Text segment
= Beginning of Section =

Having listed some of the problems with distance education in Nigeria in the previous question, I am sure you would expect me to say that e-learning cannot thrive in Nigeria. I would like to shock and disappoint you by saying that e-learning can and should thrive in Nigeria. If in spite of comparatively more difficult environment and paucity of infrastructure, distance learning survived and was successful in the 50s, 60s and 70s, there is no reason why e-learning cannot thrive in the 21st century when situation has markedly increased. Indeed, we can find more innovative and creative ways of making e-learning thrive. Almost all learners have mobile phones, which can be deployed for e-learning. We can customize solar energy and other types of energy freely and cheaply available in Nigeria to power the distance learning system. I designed, in 2002, a comprehensive communications network architecture for Nigeria. With a bit of modification, it can serve the country beyond expectations.
Are our teachers well equipped for this task?
Any educational system is only as good as its least equipped teacher. Aside from the fact that we do not have enough teachers (the latest UN projection is that the African tertiary education system requires about half a million academics), most of them are not very prepared for normal face-to-face teaching let alone distance teaching. As the first and, to date, the only professor of ODL in Nigeria, I can categorically tell you that Nigeria requires massive training of teachers to teach at a distance and in the use of e-learning. Teaching online is much more difficult than teaching face-to-face. We must take this seriously.
What should be the role of government in all these?
Government should review all policies on, and related to, open and distance learning and follow through with all aspects that will raise our game in ODL to the highest level.
Government must pay additional and effective attention, at the national level, to the management, coordination, quality assurance and daily practical offerings of ODL, especially as ODL is expanding rapidly in Nigeria and will soon overtake the face-to-face mode of instruction.
But government cannot go it all alone. We must involve other stakeholders including the organised private sector, professional bodies, civil society, the International Development Partners, parents, Micro and Small Medium Enterprises (MSME), and all those interested in life-long learning.
As a former Vice Chancellor of National Open University of Nigeria (NOUN), is distance learning a viable alternative to the conventional learning?
Unequivocally yes, distance learning is a viable alternative to the conventional learning system. My experience in many countries informs so. My experience as the foundation Vice Chancellor in setting up the National Open University of Nigeria tells me so. We started with just about 50,000 students in 2003 and now in 2020, we have close to 600,000 students. In a couple of years hence, NOUN registration will hit one million students reaching over 30 per cent of all University registrations in the country.
How do you think the distance learning system can be strengthened to attract more students and reduce the pressure on the conventional schools?
We can strengthen the distance learning system in a number of ways. Increase and diversify the programme offerings. Explore ways of meeting the learning need in areas the conventional universities and higher institutions do not take care of or not really interested in. Develop more creative and innovative ways of developing quality course materials, using the e-learning platform, quality assurance, de-emphasise testing and examination in favour of skills acquisition and portfolio methods of assessing learning.
The future of learning worldwide is open and distance learning, and especially online or e-learning. Most countries are planning on their education using ODL and online learning as the fulcrum. Nigeria must not and should not be left behind.

= End of Section =

Tasks for this exercise
1. Answer these questions using the interview on distance learning in Nigeria:
(a) In what year did the speaker design a communications network architecture for Nigeria?
(b) About how many students did the National Open University of Nigeria have when it started in 2003?
(c) According to the latest UN projection cited, about how many academics does the African tertiary education system require?
2. Retype the part of the interview on distance learning in Nigeria starting at "Government should review" and ending at "in life-long learning.".

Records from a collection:

= Beginning of Section =

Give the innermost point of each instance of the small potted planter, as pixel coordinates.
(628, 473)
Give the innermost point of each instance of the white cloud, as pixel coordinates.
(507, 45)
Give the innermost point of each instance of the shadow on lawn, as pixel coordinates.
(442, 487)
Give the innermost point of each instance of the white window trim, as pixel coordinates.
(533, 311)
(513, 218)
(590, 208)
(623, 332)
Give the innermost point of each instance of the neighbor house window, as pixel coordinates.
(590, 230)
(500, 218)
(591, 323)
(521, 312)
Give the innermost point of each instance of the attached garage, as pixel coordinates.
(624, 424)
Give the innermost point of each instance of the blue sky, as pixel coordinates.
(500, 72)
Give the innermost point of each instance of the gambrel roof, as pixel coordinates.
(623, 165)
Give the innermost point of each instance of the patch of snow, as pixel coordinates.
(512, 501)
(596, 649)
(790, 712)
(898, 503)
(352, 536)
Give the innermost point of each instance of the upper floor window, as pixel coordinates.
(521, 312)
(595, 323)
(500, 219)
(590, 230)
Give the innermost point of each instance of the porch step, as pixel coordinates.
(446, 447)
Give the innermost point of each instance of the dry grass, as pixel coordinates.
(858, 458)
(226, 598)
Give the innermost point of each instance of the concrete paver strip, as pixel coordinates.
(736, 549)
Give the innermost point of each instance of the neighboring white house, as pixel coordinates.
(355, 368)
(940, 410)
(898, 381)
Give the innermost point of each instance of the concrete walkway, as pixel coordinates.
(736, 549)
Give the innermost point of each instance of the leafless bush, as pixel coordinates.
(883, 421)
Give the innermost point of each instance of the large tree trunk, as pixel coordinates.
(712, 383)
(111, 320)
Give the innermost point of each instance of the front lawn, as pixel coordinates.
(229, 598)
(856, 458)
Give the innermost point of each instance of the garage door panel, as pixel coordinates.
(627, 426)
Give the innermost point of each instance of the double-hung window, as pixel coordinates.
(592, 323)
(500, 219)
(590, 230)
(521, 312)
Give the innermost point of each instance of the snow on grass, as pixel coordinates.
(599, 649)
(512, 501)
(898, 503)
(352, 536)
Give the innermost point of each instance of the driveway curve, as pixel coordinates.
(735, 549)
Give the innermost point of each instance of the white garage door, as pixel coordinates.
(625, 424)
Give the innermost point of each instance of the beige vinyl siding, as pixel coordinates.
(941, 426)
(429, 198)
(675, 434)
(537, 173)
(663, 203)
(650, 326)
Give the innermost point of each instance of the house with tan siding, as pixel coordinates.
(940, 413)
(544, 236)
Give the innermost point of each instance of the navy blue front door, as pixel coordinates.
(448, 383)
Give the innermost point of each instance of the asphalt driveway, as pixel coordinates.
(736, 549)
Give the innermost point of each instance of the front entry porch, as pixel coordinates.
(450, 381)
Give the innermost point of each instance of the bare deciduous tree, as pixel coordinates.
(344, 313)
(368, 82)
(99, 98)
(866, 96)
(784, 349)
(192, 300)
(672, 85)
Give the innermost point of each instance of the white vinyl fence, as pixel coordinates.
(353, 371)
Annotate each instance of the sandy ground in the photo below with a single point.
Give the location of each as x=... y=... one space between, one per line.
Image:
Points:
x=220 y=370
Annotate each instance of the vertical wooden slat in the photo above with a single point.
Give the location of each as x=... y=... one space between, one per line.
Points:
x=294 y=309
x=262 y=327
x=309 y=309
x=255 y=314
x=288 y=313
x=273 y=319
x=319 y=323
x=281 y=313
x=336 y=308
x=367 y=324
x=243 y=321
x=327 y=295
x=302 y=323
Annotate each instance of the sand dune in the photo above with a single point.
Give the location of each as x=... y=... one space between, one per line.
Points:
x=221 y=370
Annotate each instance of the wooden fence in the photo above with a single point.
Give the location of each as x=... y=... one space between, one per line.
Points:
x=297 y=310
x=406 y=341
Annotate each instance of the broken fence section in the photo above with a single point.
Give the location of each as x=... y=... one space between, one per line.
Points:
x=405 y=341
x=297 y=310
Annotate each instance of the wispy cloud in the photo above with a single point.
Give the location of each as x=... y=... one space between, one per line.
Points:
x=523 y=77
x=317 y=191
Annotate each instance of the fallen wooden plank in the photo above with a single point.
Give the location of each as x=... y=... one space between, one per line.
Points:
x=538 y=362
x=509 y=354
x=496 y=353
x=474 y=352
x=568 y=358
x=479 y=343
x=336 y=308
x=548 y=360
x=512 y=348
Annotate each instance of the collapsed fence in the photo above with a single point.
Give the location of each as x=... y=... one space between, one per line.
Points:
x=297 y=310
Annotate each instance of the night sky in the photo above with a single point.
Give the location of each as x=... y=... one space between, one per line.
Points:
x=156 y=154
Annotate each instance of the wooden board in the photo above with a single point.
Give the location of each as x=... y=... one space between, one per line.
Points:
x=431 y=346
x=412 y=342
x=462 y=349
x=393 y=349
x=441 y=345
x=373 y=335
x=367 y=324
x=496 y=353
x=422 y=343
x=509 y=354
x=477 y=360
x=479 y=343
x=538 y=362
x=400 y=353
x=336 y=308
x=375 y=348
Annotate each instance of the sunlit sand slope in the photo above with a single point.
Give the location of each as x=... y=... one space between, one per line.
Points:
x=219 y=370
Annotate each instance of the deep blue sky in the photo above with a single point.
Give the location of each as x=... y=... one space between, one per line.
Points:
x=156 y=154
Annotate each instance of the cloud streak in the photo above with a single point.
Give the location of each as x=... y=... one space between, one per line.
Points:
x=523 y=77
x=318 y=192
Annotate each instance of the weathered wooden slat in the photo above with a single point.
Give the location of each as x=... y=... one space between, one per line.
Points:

= End of Section =

Activity answers
1.
(a) 2002
(b) About 50,000
(c) About half a million

2.
Government should review all policies on, and related to, open and distance learning and follow through with all aspects that will raise our game in ODL to the highest level.
Government must pay additional and effective attention, at the national level, to the management, coordination, quality assurance and daily practical offerings of ODL, especially as ODL is expanding rapidly in Nigeria and will soon overtake the face-to-face mode of instruction.
But government cannot go it all alone. We must involve other stakeholders including the organised private sector, professional bodies, civil society, the International Development Partners, parents, Micro and Small Medium Enterprises (MSME), and all those interested in life-long learning.